** EXERCISE MATERIALS **

⟨

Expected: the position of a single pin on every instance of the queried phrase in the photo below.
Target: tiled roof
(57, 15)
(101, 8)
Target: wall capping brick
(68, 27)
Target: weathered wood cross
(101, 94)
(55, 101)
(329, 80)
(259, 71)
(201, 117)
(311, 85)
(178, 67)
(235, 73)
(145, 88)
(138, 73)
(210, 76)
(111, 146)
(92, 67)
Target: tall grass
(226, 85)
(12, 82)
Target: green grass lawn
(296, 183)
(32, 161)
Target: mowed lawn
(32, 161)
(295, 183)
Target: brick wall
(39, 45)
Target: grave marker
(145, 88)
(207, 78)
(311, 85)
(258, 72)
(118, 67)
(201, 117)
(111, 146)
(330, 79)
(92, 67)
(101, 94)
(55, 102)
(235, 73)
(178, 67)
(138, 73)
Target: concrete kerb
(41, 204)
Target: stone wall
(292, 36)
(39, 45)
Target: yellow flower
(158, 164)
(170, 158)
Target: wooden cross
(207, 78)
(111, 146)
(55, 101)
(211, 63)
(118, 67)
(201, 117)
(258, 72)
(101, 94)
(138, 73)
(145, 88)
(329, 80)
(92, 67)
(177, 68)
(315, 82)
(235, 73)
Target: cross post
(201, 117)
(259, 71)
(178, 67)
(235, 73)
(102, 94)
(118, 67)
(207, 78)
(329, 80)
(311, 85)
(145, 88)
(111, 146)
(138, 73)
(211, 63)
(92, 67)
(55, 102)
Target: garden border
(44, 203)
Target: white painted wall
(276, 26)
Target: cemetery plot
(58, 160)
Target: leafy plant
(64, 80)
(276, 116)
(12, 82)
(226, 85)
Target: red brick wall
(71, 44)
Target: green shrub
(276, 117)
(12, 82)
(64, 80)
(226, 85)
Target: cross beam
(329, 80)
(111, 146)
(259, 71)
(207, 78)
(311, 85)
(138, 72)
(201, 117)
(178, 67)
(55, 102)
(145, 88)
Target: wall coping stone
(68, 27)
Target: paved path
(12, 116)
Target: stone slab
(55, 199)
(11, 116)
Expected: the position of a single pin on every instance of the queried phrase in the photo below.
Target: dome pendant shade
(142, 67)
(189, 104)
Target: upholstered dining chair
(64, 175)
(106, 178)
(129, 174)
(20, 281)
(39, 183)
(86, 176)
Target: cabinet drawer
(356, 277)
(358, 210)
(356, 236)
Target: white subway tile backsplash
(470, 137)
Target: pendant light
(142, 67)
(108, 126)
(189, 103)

⟩

Beginning with the line that contains "Target: red brick wall", return every line to the end of the listing, unchanged, and nothing else.

Target: red brick wall
(71, 44)
Target: green shrub
(276, 117)
(12, 82)
(64, 80)
(226, 85)
Target: cross beam
(329, 80)
(111, 146)
(259, 71)
(207, 78)
(311, 85)
(138, 72)
(201, 117)
(178, 67)
(55, 102)
(145, 88)
Target: wall coping stone
(68, 27)
Target: paved path
(12, 116)
Target: stone slab
(55, 199)
(11, 116)
Expected: the position of a single pin on every instance of the queried phrase in the photo below.
Target: dome pendant shade
(142, 67)
(189, 104)
Target: upholstered dining chair
(64, 175)
(106, 178)
(129, 174)
(20, 281)
(39, 183)
(86, 176)
Target: cabinet drawer
(356, 277)
(358, 210)
(356, 236)
Target: white subway tile backsplash
(470, 137)
Target: pendant light
(142, 67)
(108, 126)
(189, 103)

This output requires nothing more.